PROBLEM 1: List each reason the virus strategy column gives for why death rates are significantly overestimated.
PROBLEM 2: Condense the paragraph of the virus strategy column beginning "There are two different tests" into a short bulleted list that keeps its main facts.
PROBLEM 3: Write out word for word the part of the virus strategy column that opens with the words containing "What we do not" and closes with "of our population.".
PROVIDED TEXT Block Start
Virus strategy must change to protect 90 per cent majority
In over 15 years of writing opinion pieces in newspapers, very few have had such a positive response as this AFR column today proposing that the Prime Minister pivot his current virus response paradigm (including almost 1,000 immediate likes on LinkedIn). It is now enclosed for your benefit below:
While Australia has outperformed most of its global peers in terms of the growth rate of new infections and fatalities, the national virus containment strategy needs to adapt fast.
What we do not need is a national lock-down for six months, or any suggestions of such. Many businesses are confused by the current narrative, which implies that they need to go into hibernation for half a year. On the information available to us, that is totally wrong.
The prime minister has done an excellent job of quickly closing the borders and conservatively managing community expectations. But a six-month hibernation paradigm will dramatically accelerate Australia’s move towards outright depression and mass unemployment, which is where we are heading.
This will have vastly greater economic and human costs than the demonstrably superior strategy of a short-term lockdown followed by a modified “new normal” that only quarantines the minority of vulnerable Australians over the age of 70 that represent less than 10 per cent of our population.
In shaping the optimal policy response, we need to reflect hard on the current data. The first thing we know is that the death rates are significantly overestimated for several reasons: we are only testing a tiny share of the total population; we are not testing the numerous asymptomatic and mild cases; those that are tested are biased towards being seriously ill; and, finally, we are only testing for whether an individual currently has the virus as opposed to whether they have been previously infected.
There are two different tests we can carry out. The first, called a PCR test, evaluates whether the virus is currently in our bodies. A second, antibody test, assesses whether we have had a past infection that make us immune to it. We are doing the first, not second, test currently, which means we are missing all the recovered individuals and hence materially underestimating the population-wide infection rates. The consequence of this is that we are overestimating fatality rates because of the massively underestimated denominator pertaining to infections.
In the one country with a large outbreak, expansive PCR testing, and a decent history of fatalities, we know that for anyone under the age of 50 the death rate is comparable to the flu at circa 0.1 per cent. And this is, again, an upwardly biased estimate of the true fatality rate. Conversely, for anyone over the age of 70 or 80, the South Korean data tells indicates that fatality rates are much more serious at 6.5 per cent (70-79) and 16.2 per cent (above 80), respectively.
We also know that within the next few months we are likely to get access to mass-market anti-viral drugs, such as hydroxychloroquine and remdesivir, that nascent empirical data suggests could further reduce fatality rates. These drugs are already being used on an experimental basis in hospitals throughout the world. And speaking to scientists who are currently working on coronavirus vaccines, they are emphatic that effective vaccines will be available within a year.
PROVIDED TEXT Block End
DATA SECTION Block Start
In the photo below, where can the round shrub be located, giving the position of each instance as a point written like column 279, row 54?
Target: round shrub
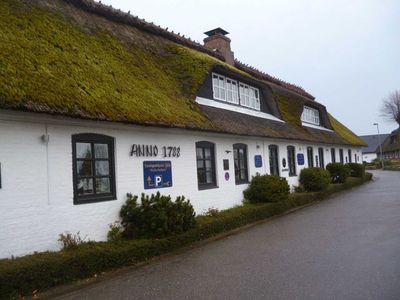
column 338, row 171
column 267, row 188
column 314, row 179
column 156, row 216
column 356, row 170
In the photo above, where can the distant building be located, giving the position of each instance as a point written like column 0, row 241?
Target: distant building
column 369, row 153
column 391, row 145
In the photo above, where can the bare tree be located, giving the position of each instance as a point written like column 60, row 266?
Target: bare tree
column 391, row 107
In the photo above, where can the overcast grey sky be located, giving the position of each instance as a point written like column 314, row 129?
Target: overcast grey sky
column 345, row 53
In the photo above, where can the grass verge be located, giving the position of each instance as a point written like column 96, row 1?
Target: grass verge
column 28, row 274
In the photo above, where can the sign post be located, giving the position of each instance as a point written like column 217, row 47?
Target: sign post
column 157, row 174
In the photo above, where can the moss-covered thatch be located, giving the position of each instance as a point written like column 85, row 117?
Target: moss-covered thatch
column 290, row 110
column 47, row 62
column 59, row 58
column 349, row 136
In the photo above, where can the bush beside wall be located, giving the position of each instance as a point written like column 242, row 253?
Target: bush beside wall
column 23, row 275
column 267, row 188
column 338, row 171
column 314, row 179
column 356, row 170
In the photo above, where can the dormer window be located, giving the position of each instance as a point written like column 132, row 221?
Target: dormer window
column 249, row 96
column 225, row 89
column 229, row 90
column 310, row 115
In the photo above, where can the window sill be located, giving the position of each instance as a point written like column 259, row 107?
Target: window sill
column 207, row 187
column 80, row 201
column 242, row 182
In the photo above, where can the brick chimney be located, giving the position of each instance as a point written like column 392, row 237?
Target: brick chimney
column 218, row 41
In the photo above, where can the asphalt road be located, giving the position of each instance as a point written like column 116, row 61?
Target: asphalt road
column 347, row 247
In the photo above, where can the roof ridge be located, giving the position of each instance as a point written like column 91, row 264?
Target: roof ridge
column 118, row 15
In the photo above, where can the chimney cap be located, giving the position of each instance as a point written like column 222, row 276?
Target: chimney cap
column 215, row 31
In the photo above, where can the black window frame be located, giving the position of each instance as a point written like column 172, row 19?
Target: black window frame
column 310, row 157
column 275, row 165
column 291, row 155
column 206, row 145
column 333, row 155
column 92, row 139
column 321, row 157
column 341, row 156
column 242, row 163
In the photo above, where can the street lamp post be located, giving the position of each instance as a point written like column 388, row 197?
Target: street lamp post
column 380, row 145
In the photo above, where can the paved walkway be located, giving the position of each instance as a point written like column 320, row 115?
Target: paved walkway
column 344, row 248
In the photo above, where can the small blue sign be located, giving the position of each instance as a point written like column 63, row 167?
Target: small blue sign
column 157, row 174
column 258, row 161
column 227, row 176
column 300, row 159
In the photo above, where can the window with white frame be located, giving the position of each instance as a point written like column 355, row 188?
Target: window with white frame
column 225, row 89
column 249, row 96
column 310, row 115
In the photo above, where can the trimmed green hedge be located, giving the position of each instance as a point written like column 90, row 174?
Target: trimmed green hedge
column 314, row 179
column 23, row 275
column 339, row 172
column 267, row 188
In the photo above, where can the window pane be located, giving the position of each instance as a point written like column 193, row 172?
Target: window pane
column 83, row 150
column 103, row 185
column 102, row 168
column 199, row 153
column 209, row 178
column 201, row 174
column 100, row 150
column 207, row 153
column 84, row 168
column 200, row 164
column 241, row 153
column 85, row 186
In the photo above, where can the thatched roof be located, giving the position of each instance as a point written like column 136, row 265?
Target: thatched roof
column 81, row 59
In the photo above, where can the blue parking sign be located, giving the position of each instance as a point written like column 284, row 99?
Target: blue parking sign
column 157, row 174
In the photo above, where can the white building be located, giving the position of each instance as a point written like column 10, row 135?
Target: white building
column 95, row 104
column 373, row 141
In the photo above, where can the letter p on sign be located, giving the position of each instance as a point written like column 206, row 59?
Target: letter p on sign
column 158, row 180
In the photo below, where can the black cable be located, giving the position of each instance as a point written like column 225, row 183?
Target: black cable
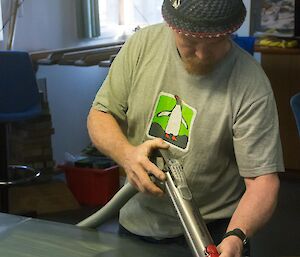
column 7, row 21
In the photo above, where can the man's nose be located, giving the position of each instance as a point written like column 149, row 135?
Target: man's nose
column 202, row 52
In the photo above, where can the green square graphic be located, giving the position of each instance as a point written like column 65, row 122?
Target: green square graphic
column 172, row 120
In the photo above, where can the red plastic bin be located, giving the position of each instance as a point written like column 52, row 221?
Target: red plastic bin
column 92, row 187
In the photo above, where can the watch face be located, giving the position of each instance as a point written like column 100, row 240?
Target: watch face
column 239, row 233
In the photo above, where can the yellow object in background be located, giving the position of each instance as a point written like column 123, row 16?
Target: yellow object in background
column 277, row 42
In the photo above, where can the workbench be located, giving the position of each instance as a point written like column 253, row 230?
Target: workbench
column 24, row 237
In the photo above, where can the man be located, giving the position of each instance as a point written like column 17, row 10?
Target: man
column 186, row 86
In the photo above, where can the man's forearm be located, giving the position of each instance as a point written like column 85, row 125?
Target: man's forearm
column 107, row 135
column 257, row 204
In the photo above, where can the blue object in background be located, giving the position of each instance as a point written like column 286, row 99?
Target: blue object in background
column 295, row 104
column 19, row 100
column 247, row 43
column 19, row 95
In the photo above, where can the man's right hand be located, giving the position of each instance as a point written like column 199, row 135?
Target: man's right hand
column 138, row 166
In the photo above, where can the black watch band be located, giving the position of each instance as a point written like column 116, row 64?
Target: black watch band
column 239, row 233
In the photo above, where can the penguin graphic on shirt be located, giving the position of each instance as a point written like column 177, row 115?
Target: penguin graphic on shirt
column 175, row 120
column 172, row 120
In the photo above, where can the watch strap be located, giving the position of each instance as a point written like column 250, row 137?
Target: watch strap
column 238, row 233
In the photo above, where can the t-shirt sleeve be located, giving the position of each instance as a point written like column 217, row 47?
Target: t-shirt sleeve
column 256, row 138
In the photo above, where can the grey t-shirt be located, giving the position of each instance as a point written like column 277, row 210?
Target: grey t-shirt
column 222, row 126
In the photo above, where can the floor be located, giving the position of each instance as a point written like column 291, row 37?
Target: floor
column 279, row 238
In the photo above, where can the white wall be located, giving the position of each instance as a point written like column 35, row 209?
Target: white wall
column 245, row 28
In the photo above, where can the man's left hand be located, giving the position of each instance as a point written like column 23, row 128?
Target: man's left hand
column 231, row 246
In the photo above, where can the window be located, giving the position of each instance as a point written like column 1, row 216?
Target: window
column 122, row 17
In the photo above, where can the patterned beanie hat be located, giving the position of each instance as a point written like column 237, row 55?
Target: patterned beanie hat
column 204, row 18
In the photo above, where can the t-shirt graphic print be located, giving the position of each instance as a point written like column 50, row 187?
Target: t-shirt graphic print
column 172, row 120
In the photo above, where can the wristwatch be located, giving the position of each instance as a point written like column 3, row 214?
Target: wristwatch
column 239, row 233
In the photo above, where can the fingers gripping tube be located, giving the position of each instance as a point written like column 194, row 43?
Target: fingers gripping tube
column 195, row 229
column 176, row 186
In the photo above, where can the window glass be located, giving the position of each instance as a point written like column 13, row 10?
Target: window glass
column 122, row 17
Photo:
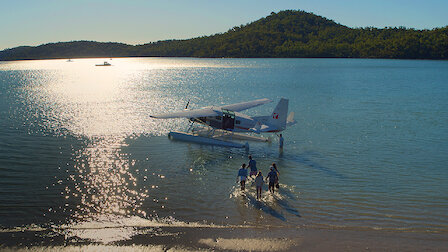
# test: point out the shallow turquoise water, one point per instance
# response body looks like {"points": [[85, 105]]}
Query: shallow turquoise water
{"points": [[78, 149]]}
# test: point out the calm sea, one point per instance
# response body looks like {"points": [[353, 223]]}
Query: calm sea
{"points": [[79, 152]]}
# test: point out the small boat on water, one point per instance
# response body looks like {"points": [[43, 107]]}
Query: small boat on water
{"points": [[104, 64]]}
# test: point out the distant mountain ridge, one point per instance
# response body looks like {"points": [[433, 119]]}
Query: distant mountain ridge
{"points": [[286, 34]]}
DATA SECTION Block End
EXERCISE SOLUTION 1:
- Only a tiny share of the total population is being tested.
- The numerous asymptomatic and mild cases are not being tested.
- Those who are tested are biased towards being seriously ill.
- Testing only checks whether an individual currently has the virus, not whether they have been previously infected.

EXERCISE SOLUTION 2:
- A PCR test checks whether the virus is currently in the body.
- An antibody test checks for a past infection that makes a person immune.
- Only the PCR test is being done now, so recovered individuals are missed and population-wide infection rates are materially underestimated.
- Because the number of infections is underestimated, fatality rates are overestimated.

EXERCISE SOLUTION 3:
What we do not need is a national lock-down for six months, or any suggestions of such. Many businesses are confused by the current narrative, which implies that they need to go into hibernation for half a year. On the information available to us, that is totally wrong.
The prime minister has done an excellent job of quickly closing the borders and conservatively managing community expectations. But a six-month hibernation paradigm will dramatically accelerate Australia’s move towards outright depression and mass unemployment, which is where we are heading.
This will have vastly greater economic and human costs than the demonstrably superior strategy of a short-term lockdown followed by a modified “new normal” that only quarantines the minority of vulnerable Australians over the age of 70 that represent less than 10 per cent of our population.